## What this task involves:
Report how many lines of the records below contain the string "arch", giving only the number.

## Material to process:
....................

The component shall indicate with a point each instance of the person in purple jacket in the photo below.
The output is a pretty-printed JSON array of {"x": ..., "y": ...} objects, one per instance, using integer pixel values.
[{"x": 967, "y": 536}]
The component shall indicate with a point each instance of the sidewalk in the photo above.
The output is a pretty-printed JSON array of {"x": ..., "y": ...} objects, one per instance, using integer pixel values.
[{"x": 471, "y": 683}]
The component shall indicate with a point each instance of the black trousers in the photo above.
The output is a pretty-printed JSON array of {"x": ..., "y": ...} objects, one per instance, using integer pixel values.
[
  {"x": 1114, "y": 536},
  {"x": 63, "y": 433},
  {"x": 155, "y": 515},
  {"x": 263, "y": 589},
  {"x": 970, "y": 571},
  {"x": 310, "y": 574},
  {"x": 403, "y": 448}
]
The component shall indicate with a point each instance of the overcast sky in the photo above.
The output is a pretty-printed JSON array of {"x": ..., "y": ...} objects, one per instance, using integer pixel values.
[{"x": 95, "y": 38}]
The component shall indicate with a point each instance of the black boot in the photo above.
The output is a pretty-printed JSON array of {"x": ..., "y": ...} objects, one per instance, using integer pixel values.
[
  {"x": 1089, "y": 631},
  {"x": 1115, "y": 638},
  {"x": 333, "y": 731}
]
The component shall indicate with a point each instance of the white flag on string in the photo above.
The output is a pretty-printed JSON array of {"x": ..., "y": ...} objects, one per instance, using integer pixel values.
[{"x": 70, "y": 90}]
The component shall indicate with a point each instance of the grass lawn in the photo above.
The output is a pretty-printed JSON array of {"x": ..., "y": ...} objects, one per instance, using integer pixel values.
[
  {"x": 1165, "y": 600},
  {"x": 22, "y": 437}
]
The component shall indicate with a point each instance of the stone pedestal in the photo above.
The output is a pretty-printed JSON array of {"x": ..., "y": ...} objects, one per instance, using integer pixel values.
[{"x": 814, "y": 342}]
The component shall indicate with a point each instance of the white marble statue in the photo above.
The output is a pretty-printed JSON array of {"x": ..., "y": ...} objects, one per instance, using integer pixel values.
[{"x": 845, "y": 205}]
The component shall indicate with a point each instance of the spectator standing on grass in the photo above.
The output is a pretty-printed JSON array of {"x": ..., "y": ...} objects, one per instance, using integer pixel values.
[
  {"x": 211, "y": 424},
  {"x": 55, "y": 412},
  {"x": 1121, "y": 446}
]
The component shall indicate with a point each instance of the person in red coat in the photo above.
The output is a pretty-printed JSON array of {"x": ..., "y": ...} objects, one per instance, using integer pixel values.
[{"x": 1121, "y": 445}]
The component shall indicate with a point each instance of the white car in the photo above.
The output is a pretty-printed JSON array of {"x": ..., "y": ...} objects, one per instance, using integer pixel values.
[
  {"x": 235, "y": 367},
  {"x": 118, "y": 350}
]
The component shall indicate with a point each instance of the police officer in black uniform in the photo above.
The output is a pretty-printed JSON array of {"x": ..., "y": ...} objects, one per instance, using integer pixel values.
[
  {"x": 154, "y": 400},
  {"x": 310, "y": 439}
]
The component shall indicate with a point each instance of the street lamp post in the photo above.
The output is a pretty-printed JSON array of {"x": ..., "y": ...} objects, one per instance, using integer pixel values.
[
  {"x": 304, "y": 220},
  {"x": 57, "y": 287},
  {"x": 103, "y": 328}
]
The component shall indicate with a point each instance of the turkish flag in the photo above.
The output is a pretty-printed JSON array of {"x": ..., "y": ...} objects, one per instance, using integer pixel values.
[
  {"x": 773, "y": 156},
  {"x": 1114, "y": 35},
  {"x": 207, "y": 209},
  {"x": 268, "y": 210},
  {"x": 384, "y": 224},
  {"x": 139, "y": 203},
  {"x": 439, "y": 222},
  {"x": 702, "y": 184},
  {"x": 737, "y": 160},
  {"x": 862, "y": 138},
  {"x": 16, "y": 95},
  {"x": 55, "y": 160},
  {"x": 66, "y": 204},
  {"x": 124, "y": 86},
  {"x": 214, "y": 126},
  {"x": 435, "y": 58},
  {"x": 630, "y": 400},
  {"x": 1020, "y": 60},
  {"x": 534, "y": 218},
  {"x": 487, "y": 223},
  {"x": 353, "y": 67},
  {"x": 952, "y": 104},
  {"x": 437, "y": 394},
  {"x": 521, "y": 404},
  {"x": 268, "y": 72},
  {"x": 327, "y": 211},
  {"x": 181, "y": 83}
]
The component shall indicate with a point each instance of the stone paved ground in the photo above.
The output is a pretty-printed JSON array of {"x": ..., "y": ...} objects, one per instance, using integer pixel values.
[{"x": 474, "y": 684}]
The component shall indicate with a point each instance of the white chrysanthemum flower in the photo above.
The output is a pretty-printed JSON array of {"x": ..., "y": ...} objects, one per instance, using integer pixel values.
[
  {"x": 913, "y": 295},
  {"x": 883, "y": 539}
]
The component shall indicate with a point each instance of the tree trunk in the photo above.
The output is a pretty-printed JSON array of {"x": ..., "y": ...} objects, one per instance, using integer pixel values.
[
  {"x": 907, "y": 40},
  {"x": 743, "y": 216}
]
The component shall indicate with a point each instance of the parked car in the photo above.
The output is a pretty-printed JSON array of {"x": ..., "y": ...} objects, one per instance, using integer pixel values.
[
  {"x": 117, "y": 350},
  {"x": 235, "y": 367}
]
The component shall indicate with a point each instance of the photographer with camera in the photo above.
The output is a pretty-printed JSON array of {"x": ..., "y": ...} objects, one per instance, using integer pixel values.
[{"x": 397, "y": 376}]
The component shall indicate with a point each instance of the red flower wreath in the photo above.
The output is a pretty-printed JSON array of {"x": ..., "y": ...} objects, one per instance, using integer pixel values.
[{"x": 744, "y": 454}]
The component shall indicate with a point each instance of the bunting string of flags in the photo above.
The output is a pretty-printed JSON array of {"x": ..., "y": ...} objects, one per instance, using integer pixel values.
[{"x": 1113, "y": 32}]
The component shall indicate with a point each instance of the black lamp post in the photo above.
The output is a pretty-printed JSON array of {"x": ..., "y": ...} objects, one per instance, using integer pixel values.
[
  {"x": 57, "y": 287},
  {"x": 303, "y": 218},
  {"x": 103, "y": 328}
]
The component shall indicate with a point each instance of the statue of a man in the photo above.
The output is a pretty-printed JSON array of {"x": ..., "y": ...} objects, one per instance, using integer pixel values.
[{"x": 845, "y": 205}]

....................

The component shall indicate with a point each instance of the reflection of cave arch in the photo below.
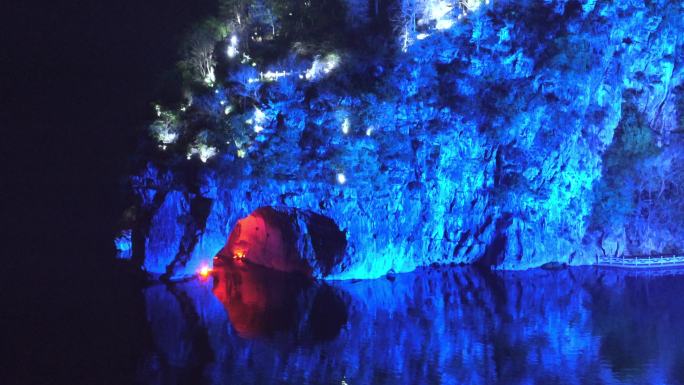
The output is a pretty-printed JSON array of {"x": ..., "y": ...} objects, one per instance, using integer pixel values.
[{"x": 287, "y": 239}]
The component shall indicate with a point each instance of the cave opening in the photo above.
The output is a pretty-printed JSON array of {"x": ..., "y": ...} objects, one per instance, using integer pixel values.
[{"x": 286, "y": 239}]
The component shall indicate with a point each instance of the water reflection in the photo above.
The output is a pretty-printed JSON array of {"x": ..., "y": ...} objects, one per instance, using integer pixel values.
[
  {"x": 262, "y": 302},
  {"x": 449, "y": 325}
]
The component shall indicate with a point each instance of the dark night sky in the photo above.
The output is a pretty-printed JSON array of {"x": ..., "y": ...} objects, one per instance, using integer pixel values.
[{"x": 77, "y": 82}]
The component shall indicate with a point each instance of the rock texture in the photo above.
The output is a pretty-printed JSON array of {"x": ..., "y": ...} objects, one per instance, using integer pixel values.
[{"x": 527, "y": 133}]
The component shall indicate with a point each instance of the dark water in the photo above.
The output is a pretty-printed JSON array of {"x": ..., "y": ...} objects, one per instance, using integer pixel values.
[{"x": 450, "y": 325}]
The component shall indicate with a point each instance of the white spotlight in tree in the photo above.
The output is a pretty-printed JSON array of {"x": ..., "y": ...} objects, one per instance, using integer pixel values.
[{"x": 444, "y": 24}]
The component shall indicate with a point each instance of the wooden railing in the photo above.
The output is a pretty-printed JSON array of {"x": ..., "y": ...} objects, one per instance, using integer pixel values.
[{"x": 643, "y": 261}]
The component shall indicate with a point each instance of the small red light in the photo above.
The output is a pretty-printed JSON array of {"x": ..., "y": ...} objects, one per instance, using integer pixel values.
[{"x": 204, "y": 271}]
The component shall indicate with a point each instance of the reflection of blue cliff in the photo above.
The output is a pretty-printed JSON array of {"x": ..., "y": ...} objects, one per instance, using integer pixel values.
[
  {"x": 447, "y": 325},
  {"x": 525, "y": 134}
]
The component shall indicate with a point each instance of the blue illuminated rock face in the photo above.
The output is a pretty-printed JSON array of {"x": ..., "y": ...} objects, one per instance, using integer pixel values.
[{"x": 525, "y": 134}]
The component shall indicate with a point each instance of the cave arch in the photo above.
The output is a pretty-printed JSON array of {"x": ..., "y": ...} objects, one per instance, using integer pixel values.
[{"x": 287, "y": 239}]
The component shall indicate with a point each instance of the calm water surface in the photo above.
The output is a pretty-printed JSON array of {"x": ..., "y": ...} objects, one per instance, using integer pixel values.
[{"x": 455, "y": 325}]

....................

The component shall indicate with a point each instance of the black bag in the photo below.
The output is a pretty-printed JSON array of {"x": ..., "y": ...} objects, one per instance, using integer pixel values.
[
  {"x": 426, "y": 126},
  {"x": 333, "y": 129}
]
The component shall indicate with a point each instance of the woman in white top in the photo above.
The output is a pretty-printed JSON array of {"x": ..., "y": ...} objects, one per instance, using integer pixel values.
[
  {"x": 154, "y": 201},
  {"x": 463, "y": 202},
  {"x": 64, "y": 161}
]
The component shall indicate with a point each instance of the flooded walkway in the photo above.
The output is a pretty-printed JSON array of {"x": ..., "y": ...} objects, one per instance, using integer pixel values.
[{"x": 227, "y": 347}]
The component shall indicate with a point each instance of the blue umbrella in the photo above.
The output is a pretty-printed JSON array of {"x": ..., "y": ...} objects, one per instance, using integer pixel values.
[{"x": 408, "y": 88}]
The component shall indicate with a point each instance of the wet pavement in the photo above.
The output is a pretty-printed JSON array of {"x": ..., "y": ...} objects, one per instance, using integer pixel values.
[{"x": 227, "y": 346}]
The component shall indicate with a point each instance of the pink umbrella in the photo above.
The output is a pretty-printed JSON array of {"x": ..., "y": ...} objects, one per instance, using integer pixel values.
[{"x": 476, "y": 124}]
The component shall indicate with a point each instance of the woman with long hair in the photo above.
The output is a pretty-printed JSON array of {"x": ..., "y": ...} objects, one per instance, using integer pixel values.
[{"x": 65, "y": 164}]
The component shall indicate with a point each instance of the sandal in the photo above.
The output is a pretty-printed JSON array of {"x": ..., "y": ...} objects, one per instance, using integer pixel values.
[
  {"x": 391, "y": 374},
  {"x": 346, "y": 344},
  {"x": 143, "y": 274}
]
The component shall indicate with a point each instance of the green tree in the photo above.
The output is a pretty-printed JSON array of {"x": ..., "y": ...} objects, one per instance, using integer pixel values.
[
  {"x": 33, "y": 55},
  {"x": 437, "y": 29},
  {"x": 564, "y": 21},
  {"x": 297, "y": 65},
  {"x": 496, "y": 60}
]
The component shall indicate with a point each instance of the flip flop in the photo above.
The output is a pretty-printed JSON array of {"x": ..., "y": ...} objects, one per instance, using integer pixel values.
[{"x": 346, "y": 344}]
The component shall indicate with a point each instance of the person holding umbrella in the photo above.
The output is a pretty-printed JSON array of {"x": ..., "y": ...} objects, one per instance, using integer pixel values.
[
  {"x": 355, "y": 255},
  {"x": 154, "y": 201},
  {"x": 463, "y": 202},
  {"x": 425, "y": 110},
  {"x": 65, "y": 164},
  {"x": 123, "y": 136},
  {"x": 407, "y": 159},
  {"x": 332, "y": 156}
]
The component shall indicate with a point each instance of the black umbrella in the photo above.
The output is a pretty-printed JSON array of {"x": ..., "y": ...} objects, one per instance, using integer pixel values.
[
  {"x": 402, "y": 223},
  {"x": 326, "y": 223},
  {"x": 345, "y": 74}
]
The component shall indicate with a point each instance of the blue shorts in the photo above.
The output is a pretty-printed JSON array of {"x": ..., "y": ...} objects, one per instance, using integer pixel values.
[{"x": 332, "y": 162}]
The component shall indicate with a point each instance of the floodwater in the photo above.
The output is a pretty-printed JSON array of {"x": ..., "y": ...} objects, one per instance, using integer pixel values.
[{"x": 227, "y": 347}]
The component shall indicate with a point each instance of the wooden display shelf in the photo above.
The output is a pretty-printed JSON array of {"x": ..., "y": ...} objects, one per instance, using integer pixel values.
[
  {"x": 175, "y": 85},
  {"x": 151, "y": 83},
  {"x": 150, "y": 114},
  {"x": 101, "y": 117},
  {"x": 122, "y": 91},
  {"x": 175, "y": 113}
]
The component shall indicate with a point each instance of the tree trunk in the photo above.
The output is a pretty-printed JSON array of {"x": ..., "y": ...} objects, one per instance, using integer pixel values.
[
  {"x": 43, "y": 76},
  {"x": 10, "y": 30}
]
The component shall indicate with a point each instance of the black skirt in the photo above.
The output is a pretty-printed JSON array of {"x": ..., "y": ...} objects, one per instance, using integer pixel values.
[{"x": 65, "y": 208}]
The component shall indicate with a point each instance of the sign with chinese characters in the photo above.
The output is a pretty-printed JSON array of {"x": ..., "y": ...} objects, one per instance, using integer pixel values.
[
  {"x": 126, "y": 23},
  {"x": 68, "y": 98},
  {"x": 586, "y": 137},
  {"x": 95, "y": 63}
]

....................

## Result of this exercise:
2